··· RECORDS ···

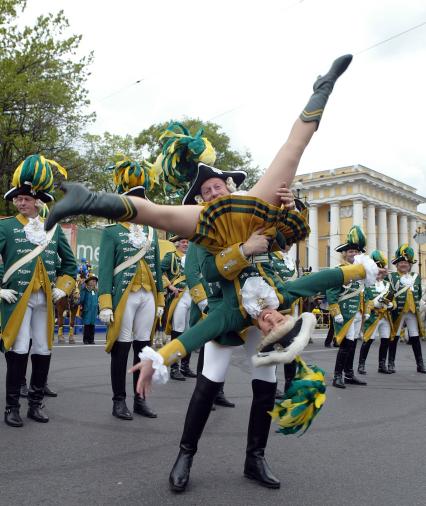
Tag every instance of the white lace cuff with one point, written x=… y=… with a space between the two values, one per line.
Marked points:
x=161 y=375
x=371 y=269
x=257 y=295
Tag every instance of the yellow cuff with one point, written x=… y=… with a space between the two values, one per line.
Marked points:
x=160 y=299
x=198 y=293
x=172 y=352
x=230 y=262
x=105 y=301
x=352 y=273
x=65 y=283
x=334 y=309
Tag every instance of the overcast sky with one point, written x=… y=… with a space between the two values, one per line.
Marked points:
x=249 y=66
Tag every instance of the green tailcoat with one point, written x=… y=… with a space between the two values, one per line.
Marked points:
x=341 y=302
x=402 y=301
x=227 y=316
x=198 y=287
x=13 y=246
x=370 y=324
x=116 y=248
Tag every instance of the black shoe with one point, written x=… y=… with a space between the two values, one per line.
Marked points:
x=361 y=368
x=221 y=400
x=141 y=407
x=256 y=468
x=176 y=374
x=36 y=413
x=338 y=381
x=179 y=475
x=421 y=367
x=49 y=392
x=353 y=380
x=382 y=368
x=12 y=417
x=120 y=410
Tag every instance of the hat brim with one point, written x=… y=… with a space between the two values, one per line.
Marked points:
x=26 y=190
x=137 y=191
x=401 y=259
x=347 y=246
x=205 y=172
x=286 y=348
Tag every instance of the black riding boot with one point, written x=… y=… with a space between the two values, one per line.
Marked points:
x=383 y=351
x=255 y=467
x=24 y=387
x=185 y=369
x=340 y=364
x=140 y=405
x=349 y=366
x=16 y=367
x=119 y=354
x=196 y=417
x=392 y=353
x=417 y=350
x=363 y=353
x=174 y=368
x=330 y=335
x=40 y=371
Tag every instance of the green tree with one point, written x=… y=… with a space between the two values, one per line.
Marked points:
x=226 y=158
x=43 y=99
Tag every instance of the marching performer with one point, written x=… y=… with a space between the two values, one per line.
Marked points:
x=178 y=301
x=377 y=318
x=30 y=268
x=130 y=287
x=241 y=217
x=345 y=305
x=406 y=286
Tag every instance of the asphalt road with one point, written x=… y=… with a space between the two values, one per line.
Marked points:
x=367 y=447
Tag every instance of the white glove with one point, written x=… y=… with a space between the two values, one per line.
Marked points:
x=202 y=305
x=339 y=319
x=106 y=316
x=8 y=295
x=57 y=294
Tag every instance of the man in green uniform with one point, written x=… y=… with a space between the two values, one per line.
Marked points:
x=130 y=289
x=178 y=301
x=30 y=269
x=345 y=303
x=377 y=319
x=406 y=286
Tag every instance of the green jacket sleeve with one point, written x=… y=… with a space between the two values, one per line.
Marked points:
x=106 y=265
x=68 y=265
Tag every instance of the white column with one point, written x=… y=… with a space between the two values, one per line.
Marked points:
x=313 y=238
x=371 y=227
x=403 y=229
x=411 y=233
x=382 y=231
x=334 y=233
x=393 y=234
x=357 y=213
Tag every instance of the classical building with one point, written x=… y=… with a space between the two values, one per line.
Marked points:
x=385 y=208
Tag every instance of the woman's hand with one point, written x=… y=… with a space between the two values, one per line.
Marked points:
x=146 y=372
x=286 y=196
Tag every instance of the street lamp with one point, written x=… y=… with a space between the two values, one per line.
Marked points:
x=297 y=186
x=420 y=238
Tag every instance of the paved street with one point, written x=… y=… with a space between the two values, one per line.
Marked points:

···

## EXERCISE AIM:
None of the pictures belongs in the answer, but all the entries must be repeated exactly.

## COMPLETED EXERCISE:
Tag every instance of the white lace cuff with one point, written x=… y=… with a space between the two values, one per line.
Marked points:
x=161 y=375
x=371 y=269
x=257 y=295
Tag every instance of the yellow cuff with one point, written x=… y=… with a space between the two values, one per line.
Marked points:
x=160 y=299
x=198 y=293
x=172 y=352
x=230 y=262
x=105 y=301
x=352 y=273
x=65 y=283
x=334 y=309
Tag every instance of the overcast sky with one point, written x=… y=… with a space between the two values, one per line.
Marked points:
x=249 y=66
Tag every instance of the green tailcoat with one point, written x=… y=… with a space between the two values, one per line.
Marked points:
x=341 y=302
x=402 y=301
x=227 y=316
x=198 y=287
x=13 y=246
x=370 y=324
x=116 y=248
Tag every instance of the black shoe with one point, written x=… y=… with a space between the two values, one per line.
Marked points:
x=361 y=368
x=221 y=400
x=141 y=407
x=256 y=468
x=176 y=374
x=36 y=413
x=338 y=381
x=179 y=475
x=421 y=367
x=49 y=392
x=353 y=380
x=382 y=368
x=12 y=417
x=120 y=410
Tag every instance of the hat brim with one point, written x=… y=… with a space between the two values, one per line.
Marked points:
x=26 y=190
x=137 y=191
x=401 y=259
x=347 y=246
x=205 y=172
x=286 y=348
Tag every instance of the black riding boot with one point, written x=… y=… with a space between the two values, one per line.
Marked points:
x=383 y=351
x=255 y=467
x=24 y=387
x=185 y=369
x=340 y=364
x=140 y=405
x=349 y=366
x=16 y=367
x=119 y=354
x=196 y=417
x=392 y=353
x=417 y=350
x=363 y=353
x=174 y=368
x=330 y=335
x=40 y=371
Tag every instance of the green tree with one point, written x=… y=… with a space between the two values, one per line.
Marked points:
x=226 y=158
x=43 y=99
Tag every instance of the marching performer with one point, written x=… y=… with a space between the two values, one per line.
Marked points:
x=178 y=301
x=377 y=318
x=30 y=268
x=130 y=287
x=241 y=217
x=345 y=305
x=406 y=286
Tag every instance of the asphalt road with one point, written x=… y=… with a space between the two values, one per line.
Marked points:
x=367 y=447
Tag every instance of the white glove with one point, written x=… y=… with a space between the two values, one per line.
Marked points:
x=202 y=305
x=339 y=319
x=106 y=316
x=8 y=295
x=57 y=294
Tag every instance of the man in green uniform with one point, written x=… y=… with a space between the two values, one per line.
Marked points:
x=130 y=289
x=178 y=301
x=30 y=269
x=345 y=303
x=377 y=319
x=406 y=286
Tag every instance of the green jacket sleeve with one point, written x=… y=… with a space between the two values, one per line.
Marked points:
x=106 y=265
x=68 y=265
Tag every instance of the white column with one point, written x=… y=… with a space between the two values, one per line.
Marked points:
x=313 y=238
x=371 y=227
x=403 y=229
x=411 y=233
x=382 y=231
x=334 y=233
x=393 y=234
x=357 y=213
Tag every instance of the classical building with one point, written x=… y=… with a space between the two values, one per line.
Marked points:
x=385 y=208
Tag every instance of the woman's hand with one point, written x=… y=… with a space between the two values, one per line.
Marked points:
x=146 y=372
x=286 y=196
Tag every instance of the street lamp with one point, written x=… y=… with a space between the two values, one per line.
Marked points:
x=297 y=186
x=420 y=238
Tag every instance of the paved street with one point, written x=… y=… with a space between the two values, one per line.
Marked points:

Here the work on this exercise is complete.